What this exercise asks:
1. In the excerpt on the Rafah fighting, who is the spokesman for the Interior Ministry of the Hamas government?
2. Reproduce, word for word, the stretch of the excerpt on the Rafah fighting from "After fighting ended" through "killing a mediator.".

Excerpt to read:
[Start]

After fighting ended early on Saturday the town of Rafah was sealed off to media, but Hamas said the physician and preacher who led the group and who had declared an al Qaeda-style Islamic "emirate" from a local mosque on Friday was dead -- blown up by his own hand along with a Syrian ally after killing a mediator.
The worst inter-Palestinian violence since Hamas seized Gaza from its secular, Western-backed rivals two years ago exposed bitter tensions in the blockaded coastal strip, where Hamas has imposed its own nationalist brand of Islam while also trying to reach out to the West to end its international isolation.
Some of the dead were former Hamas men who, people who knew them said, wanted a tougher line on imposing Islamic rule.
The group "wanted a return to anarchy," said Ehab al-Ghsain, the spokesman for the Interior Ministry of the Hamas government which has run Gaza since routing forces loyal to Western-backed Palestinian President Mahmoud Abbas in June 2007.
"We have said there is no chance of a return to anarchy."
As Hamas police hunted more followers of Abdel-Latif Moussa and his Jund Ansar Allah (Warriors of God) following what locals in the Egyptian border town called a "night of horror," a Web site linked to al Qaeda denounced Hamas as a "criminal gang" imitating Israeli tactics and bent on thwarting Islamic rule.
After Abbas chaired a meeting in the Israeli-occupied West Bank, his secular PLO said the violence showed its Islamist rivals were turning Gaza into a base for anti-Western radicals.

[End]

Excerpted data:

[Start]

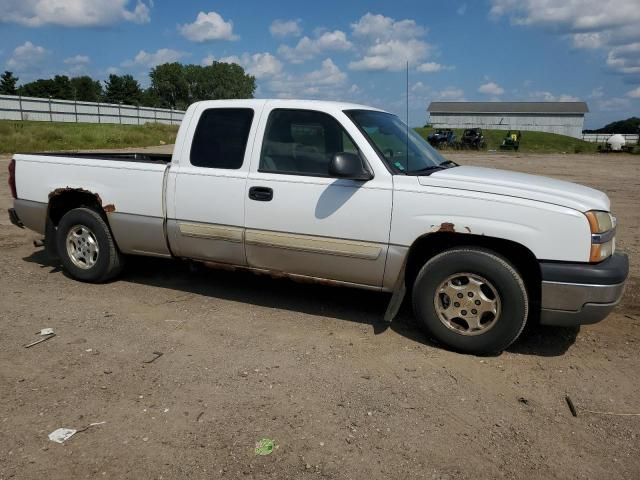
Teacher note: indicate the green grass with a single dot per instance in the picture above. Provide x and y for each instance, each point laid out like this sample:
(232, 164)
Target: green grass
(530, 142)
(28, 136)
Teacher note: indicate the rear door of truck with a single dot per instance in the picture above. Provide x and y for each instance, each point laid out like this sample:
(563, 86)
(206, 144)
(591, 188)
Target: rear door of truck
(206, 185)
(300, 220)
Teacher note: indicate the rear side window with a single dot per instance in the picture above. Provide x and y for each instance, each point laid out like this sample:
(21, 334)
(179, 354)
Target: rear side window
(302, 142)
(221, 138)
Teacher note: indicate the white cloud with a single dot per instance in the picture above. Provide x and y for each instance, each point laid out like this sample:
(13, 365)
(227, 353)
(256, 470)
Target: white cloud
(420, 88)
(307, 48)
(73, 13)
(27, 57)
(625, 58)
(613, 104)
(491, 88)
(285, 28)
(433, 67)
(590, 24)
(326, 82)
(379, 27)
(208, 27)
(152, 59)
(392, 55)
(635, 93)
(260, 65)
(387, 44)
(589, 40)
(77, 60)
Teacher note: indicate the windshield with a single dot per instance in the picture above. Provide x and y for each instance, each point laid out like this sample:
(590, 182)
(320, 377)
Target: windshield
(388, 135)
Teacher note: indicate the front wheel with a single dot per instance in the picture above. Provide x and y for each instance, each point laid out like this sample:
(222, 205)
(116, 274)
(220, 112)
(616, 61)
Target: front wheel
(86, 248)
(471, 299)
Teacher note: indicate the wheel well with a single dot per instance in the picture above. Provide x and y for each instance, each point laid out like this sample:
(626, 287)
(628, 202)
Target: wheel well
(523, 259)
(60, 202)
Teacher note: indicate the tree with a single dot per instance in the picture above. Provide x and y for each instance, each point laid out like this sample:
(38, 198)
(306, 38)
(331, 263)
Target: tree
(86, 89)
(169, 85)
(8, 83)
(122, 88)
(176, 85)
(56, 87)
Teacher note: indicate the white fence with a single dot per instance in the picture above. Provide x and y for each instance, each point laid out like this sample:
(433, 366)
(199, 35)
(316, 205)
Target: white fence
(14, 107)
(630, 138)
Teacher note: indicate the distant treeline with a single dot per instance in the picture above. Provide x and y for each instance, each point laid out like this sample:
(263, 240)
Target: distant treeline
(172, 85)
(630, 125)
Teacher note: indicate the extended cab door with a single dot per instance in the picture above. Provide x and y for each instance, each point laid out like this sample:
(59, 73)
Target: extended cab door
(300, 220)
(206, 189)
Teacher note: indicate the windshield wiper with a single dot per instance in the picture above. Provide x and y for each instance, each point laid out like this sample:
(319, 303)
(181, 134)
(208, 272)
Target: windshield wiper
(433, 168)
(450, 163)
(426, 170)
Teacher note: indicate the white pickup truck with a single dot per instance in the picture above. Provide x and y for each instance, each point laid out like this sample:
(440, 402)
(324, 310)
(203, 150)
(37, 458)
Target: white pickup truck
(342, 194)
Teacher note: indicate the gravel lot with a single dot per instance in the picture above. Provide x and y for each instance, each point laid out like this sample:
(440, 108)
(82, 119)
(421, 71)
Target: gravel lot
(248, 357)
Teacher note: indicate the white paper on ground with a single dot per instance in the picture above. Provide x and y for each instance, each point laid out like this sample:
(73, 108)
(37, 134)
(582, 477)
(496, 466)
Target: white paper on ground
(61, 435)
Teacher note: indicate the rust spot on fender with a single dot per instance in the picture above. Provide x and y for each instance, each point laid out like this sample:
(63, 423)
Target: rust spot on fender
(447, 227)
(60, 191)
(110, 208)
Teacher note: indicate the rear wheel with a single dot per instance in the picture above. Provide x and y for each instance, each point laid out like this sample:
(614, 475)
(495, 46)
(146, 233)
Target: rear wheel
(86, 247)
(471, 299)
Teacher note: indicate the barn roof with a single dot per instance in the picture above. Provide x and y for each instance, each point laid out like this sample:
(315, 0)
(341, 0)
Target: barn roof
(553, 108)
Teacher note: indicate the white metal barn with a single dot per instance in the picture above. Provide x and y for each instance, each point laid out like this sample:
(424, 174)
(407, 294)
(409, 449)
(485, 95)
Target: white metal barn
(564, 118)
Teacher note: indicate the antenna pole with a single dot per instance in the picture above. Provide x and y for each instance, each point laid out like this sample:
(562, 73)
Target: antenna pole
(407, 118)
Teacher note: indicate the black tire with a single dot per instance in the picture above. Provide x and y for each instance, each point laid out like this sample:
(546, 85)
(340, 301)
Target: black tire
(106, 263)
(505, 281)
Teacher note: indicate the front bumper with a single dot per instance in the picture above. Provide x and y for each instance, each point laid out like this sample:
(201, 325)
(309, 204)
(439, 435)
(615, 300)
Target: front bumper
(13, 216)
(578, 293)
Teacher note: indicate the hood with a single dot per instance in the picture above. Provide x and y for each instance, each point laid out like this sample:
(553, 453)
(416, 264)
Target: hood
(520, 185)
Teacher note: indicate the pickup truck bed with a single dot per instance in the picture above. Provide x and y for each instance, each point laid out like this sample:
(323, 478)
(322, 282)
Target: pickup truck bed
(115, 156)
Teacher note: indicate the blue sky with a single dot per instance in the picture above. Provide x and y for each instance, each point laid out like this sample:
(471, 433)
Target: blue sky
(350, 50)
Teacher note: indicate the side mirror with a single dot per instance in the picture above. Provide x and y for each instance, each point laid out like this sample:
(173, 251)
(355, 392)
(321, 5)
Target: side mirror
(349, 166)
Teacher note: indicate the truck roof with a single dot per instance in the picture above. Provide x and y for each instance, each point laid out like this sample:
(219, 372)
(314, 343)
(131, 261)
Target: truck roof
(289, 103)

[End]

The responses:
1. Ehab al-Ghsain

2.
After fighting ended early on Saturday the town of Rafah was sealed off to media, but Hamas said the physician and preacher who led the group and who had declared an al Qaeda-style Islamic "emirate" from a local mosque on Friday was dead -- blown up by his own hand along with a Syrian ally after killing a mediator.